> [练习要求] 请更新原文摘录中从“An x can replace”往下一直到“a certain province.”的全部文字，把其中的“vulgar”改为“crude”后完整写出。

> [原文摘录]
┌──

另外, 既然牛B又作牛掰,  可以說「掰了牛」或是 「把牛掰了」嗎?  譬如, 「在她面前掰了牛, 就能嚐到牛奶頭。」 能把牛掰了, 聽起來好像是件超猛的事。


----------



## SuperXW

We usually read 牛x as 牛叉(cha1), as x is a 叉 or 交叉(cross) in Chinese.
An x can replace a character for two reasons. Here, to make the word less vulgar.
But it still sounds somehow vulgar since 叉 and 插(insert, like "screw") are homophones, and 牛 itself is a bit vulgar.

We also use x to replace an anonymous name or place name, or a certain time point.
王xx: Someone whose surename is Wang. 
x省x市: A certain city, a certain province.
x时x分: A certain time point.
In this rather formal contexts x reads 某(mou3).


Skatinginbc said:


> 牛x的動詞型式:
> 請問: 為什麼是牛x了, 而不是牛了x? 我覺得 牛了B 聽起來比 牛B了 順。就如同「操了xx的B」比 「操xx的B了」順口。
> 
> 另外, 既然牛B又作牛掰,  可以說「掰了牛」或是 「把牛掰了」嗎?  譬如, 「在她面前掰了牛, 就能嚐到牛奶頭。」 能把牛掰了, 聽起來好像是件超猛的事。


你是怎么想的？
"牛屄"原指牛的器官，就是个名词，活用为形容词或动词。拆开就不是这个词了。
难道你以为“牛”本身是动词？
“掰”只是"屄"的谐音而已。


----------



## Skatinginbc

SuperXW said:


> 活用为形容词或动词...难道你以为“牛”本身是动词？


既然是活用, 為什麼不能只把"牛"動詞化?

└──

> [数据摘录]
┌──

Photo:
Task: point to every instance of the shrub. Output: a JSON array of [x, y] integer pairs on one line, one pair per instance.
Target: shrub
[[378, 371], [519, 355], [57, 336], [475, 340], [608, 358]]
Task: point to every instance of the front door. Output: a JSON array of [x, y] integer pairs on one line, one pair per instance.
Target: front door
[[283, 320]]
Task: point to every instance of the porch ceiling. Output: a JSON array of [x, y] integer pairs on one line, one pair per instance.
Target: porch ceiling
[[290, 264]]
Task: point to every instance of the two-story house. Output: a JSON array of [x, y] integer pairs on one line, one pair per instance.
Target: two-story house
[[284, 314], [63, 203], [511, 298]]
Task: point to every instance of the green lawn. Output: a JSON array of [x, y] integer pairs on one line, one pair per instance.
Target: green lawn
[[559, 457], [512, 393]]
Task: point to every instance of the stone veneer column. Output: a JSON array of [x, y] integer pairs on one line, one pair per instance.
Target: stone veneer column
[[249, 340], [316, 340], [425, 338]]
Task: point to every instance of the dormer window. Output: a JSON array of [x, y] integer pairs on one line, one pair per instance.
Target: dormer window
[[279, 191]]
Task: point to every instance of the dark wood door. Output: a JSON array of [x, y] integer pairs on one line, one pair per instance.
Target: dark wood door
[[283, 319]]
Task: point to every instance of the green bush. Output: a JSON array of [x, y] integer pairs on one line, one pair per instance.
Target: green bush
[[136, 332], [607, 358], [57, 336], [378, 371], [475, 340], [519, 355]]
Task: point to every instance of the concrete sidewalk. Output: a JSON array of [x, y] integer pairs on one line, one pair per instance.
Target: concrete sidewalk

└──
┌──

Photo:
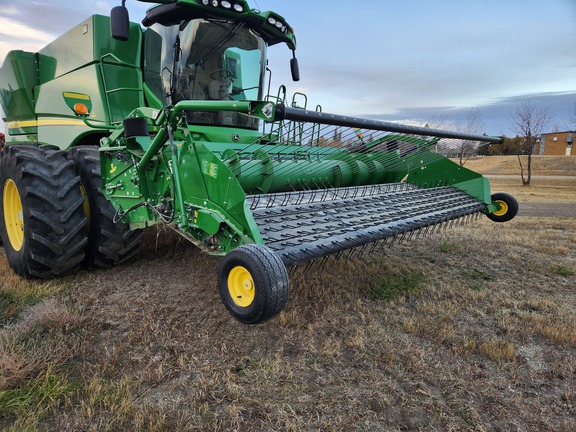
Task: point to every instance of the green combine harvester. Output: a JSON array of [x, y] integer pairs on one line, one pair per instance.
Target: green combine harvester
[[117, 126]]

└──

> [任务输出]
An x can replace a character for two reasons. Here, to make the word less crude.
But it still sounds somehow crude since 叉 and 插(insert, like "screw") are homophones, and 牛 itself is a bit crude.

We also use x to replace an anonymous name or place name, or a certain time point.
王xx: Someone whose surename is Wang. 
x省x市: A certain city, a certain province.